Prompt
Below are records; from the line containing "Return a point for each instance of the wooden" through the very last line, output each line exactly. No pictures.

Supplied information

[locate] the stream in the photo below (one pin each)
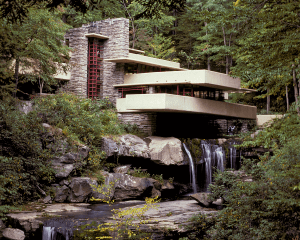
(62, 228)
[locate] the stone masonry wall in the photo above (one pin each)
(115, 47)
(79, 43)
(146, 122)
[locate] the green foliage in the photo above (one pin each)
(36, 47)
(82, 120)
(269, 206)
(23, 162)
(127, 224)
(138, 172)
(194, 146)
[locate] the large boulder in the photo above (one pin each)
(129, 187)
(66, 163)
(13, 234)
(80, 189)
(104, 192)
(61, 194)
(25, 221)
(202, 199)
(166, 151)
(120, 186)
(127, 145)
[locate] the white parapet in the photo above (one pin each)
(162, 102)
(203, 78)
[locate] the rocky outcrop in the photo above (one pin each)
(67, 158)
(25, 221)
(166, 151)
(202, 199)
(129, 187)
(13, 234)
(126, 145)
(65, 164)
(61, 194)
(117, 186)
(80, 190)
(172, 215)
(162, 150)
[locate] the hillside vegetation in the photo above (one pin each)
(268, 207)
(24, 157)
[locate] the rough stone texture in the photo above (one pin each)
(238, 126)
(25, 221)
(166, 151)
(2, 225)
(63, 170)
(61, 194)
(146, 122)
(81, 190)
(25, 106)
(122, 169)
(115, 47)
(79, 43)
(202, 199)
(13, 234)
(65, 164)
(129, 187)
(127, 145)
(67, 207)
(172, 215)
(47, 199)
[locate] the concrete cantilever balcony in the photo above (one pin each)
(204, 78)
(162, 102)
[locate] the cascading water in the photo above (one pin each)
(192, 169)
(220, 156)
(207, 157)
(49, 233)
(232, 156)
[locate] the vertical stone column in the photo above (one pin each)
(117, 46)
(79, 43)
(151, 89)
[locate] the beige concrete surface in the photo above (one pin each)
(196, 77)
(155, 62)
(132, 50)
(262, 119)
(162, 102)
(95, 35)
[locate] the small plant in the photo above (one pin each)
(137, 172)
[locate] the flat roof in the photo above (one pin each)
(132, 50)
(150, 61)
(95, 35)
(203, 78)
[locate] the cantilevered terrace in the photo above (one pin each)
(194, 91)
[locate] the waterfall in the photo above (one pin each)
(207, 156)
(54, 233)
(49, 233)
(220, 158)
(232, 157)
(192, 169)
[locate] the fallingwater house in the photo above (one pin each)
(157, 95)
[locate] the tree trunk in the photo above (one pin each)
(268, 101)
(287, 98)
(41, 83)
(16, 77)
(227, 64)
(295, 88)
(208, 60)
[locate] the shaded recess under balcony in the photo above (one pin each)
(162, 102)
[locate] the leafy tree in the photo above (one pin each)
(36, 47)
(267, 52)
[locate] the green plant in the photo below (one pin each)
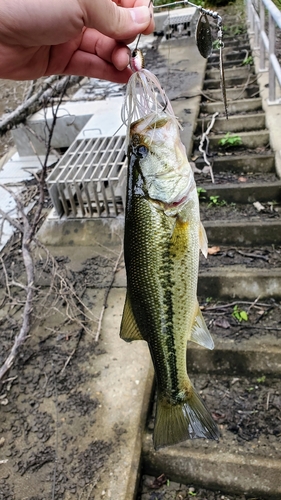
(201, 192)
(239, 314)
(230, 140)
(248, 61)
(216, 44)
(216, 202)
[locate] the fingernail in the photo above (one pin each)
(140, 15)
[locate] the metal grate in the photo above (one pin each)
(180, 22)
(90, 179)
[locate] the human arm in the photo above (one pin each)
(78, 37)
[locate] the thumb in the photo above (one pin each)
(114, 21)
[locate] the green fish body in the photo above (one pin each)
(163, 235)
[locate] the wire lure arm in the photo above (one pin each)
(204, 37)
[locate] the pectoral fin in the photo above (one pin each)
(129, 330)
(203, 240)
(200, 333)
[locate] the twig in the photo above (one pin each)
(73, 351)
(52, 85)
(107, 294)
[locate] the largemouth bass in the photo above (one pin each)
(163, 235)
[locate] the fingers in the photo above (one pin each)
(91, 54)
(120, 22)
(106, 48)
(84, 63)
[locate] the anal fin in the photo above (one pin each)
(203, 240)
(129, 330)
(199, 332)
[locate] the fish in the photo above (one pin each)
(162, 237)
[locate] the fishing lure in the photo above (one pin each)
(137, 60)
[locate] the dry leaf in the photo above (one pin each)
(213, 250)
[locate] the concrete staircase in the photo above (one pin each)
(244, 174)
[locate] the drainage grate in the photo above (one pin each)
(90, 179)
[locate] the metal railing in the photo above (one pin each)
(264, 17)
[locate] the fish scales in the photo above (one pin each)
(163, 235)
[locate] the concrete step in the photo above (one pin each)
(242, 71)
(234, 106)
(250, 356)
(264, 163)
(239, 282)
(215, 466)
(243, 232)
(235, 123)
(227, 63)
(244, 192)
(230, 54)
(243, 92)
(230, 81)
(251, 139)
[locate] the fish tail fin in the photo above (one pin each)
(189, 419)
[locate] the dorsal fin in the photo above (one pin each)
(203, 240)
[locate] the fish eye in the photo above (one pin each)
(141, 151)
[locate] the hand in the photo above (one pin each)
(70, 37)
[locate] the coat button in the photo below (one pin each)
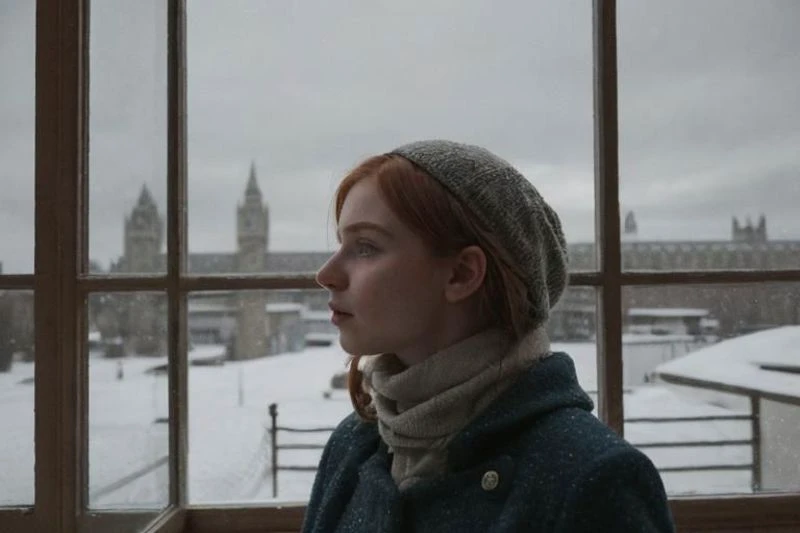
(490, 480)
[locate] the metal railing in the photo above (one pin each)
(754, 442)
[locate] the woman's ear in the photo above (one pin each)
(467, 275)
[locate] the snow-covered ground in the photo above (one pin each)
(229, 443)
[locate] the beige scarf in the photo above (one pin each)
(422, 407)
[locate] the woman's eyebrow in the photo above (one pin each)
(360, 226)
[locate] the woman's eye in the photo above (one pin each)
(365, 249)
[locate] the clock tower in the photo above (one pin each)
(252, 236)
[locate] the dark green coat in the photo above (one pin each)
(536, 460)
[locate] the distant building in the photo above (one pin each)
(671, 321)
(246, 319)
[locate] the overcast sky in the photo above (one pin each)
(709, 109)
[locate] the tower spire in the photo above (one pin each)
(252, 183)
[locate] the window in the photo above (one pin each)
(188, 246)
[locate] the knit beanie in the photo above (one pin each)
(507, 205)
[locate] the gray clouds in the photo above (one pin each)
(709, 108)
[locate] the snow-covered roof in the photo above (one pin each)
(285, 307)
(209, 307)
(667, 312)
(750, 364)
(651, 338)
(317, 315)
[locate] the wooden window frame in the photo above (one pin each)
(61, 284)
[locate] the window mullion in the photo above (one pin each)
(60, 164)
(609, 359)
(176, 250)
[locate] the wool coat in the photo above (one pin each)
(536, 460)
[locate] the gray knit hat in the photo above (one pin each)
(509, 206)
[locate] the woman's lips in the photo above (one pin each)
(338, 317)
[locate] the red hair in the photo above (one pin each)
(446, 227)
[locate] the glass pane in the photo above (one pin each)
(284, 100)
(128, 402)
(16, 398)
(128, 136)
(709, 128)
(714, 380)
(17, 108)
(248, 350)
(289, 357)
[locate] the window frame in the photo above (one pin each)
(61, 283)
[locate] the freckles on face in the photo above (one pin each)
(391, 283)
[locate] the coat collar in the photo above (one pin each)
(550, 384)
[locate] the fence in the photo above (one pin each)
(754, 442)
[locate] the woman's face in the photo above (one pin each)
(387, 290)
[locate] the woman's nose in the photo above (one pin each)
(330, 276)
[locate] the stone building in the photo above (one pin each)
(254, 333)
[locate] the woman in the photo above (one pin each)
(449, 264)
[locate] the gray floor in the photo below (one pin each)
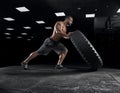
(44, 79)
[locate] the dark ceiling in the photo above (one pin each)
(45, 9)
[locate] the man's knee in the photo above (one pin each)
(65, 52)
(35, 53)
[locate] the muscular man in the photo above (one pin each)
(53, 43)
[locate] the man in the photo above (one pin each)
(53, 43)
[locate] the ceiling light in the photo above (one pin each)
(60, 14)
(8, 37)
(7, 33)
(40, 22)
(22, 9)
(118, 11)
(48, 27)
(90, 15)
(27, 27)
(9, 19)
(19, 37)
(28, 39)
(9, 29)
(79, 8)
(23, 33)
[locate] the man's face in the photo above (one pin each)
(70, 21)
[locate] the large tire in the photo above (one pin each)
(86, 49)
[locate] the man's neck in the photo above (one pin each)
(65, 23)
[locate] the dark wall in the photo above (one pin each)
(14, 51)
(107, 38)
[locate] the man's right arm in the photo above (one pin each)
(60, 30)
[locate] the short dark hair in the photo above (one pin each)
(67, 17)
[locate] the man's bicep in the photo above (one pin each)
(58, 27)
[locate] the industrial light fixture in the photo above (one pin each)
(60, 14)
(27, 27)
(90, 15)
(40, 22)
(9, 19)
(48, 27)
(9, 29)
(23, 33)
(22, 9)
(118, 11)
(7, 33)
(8, 37)
(19, 37)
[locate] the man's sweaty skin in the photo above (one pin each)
(59, 31)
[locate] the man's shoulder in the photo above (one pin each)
(59, 22)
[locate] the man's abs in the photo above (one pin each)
(55, 36)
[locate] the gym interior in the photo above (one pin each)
(25, 24)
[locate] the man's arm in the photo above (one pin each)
(60, 30)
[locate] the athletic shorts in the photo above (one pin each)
(49, 45)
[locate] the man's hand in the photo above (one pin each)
(68, 35)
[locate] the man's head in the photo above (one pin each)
(69, 20)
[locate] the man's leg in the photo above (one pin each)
(61, 58)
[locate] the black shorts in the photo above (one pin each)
(50, 45)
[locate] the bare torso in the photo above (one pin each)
(55, 35)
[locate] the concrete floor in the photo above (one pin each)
(44, 79)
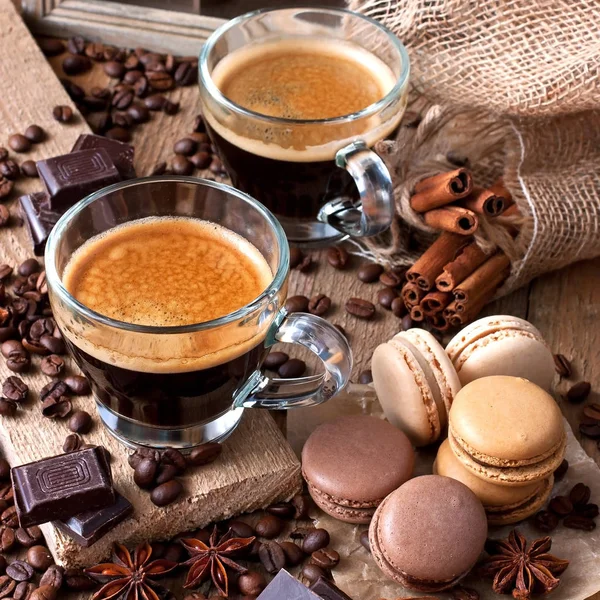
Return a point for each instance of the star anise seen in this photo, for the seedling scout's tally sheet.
(212, 560)
(521, 569)
(131, 578)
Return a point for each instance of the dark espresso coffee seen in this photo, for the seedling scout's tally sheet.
(290, 167)
(165, 272)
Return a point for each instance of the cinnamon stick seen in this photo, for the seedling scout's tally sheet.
(441, 189)
(433, 260)
(416, 313)
(483, 281)
(435, 302)
(454, 219)
(412, 294)
(466, 261)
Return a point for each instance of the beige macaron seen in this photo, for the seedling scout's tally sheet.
(415, 383)
(503, 504)
(501, 345)
(507, 430)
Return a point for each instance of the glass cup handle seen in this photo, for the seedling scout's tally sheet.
(374, 212)
(319, 337)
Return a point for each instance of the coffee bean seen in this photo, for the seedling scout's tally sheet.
(301, 504)
(114, 69)
(50, 46)
(39, 558)
(53, 577)
(72, 443)
(292, 368)
(166, 493)
(62, 113)
(145, 472)
(29, 169)
(283, 510)
(75, 65)
(19, 143)
(561, 506)
(35, 134)
(185, 146)
(44, 592)
(338, 257)
(252, 583)
(77, 580)
(241, 529)
(579, 392)
(296, 256)
(52, 365)
(272, 557)
(390, 279)
(580, 494)
(77, 384)
(201, 160)
(29, 536)
(296, 304)
(274, 360)
(19, 570)
(312, 572)
(7, 585)
(562, 365)
(369, 272)
(118, 133)
(315, 540)
(386, 296)
(7, 538)
(580, 523)
(8, 408)
(362, 309)
(204, 454)
(561, 471)
(80, 422)
(54, 389)
(590, 511)
(15, 389)
(365, 377)
(269, 527)
(319, 304)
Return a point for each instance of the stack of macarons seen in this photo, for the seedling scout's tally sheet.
(416, 384)
(352, 463)
(506, 438)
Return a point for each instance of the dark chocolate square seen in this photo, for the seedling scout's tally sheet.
(71, 177)
(60, 487)
(121, 153)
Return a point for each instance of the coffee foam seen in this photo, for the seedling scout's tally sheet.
(188, 271)
(305, 142)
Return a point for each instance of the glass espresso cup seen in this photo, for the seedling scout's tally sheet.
(180, 386)
(317, 175)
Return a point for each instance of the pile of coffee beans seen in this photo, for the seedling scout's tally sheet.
(156, 470)
(575, 510)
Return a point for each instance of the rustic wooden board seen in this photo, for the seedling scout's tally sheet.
(257, 467)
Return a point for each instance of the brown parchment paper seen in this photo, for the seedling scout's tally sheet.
(362, 580)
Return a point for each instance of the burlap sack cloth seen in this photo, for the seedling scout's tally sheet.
(514, 86)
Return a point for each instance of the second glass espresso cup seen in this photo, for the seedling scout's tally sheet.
(180, 386)
(319, 176)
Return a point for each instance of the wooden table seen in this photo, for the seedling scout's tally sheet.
(564, 305)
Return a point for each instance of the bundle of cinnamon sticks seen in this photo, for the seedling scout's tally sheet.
(451, 202)
(454, 279)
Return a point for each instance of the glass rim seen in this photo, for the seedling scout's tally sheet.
(56, 285)
(208, 83)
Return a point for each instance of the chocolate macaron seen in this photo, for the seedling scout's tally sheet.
(429, 533)
(352, 463)
(507, 430)
(415, 383)
(503, 504)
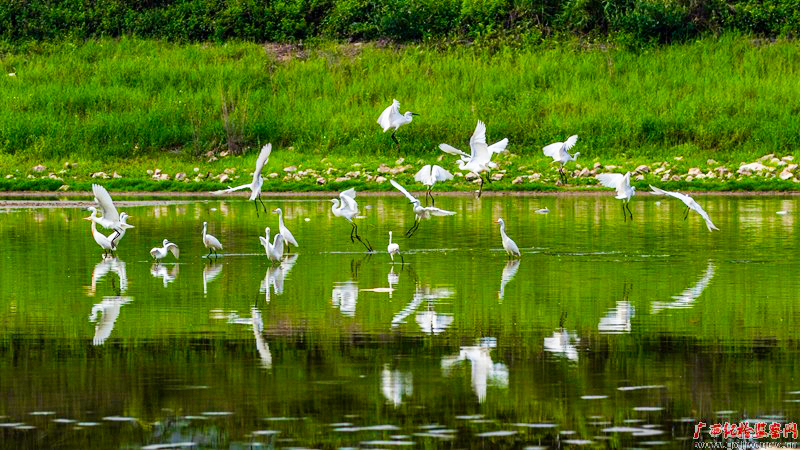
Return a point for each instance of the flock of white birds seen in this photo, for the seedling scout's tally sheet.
(478, 161)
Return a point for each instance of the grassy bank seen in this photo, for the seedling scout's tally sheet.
(129, 106)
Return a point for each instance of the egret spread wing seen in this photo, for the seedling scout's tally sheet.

Task response
Return a point for each instance of the wooden table seen in this photo, for the seedling scout's tally sheet.
(564, 305)
Return a point for each instance of the bundle of cinnamon sticks seen in this photo, for the seedling scout's tally sheet.
(451, 202)
(454, 279)
Return a point for each instance of the glass rim seen in this photo, for the seedling scout's tally sheet.
(56, 285)
(208, 83)
Return a point for each instance of the chocolate macaron seen in this photo, for the seedling scout's tally sheet.
(429, 533)
(352, 463)
(507, 430)
(415, 383)
(503, 504)
Return a point for each instance of the flock of white birds seen in this photo, for the seedling scout's tally sheet.
(478, 161)
Return a point for each instance of the grassy bank seen in this photo, for the seedling scout's tally sheet.
(129, 106)
Return a point for each instance of the egret spread wing seen in this photo, for the seedling scout's tally sheet.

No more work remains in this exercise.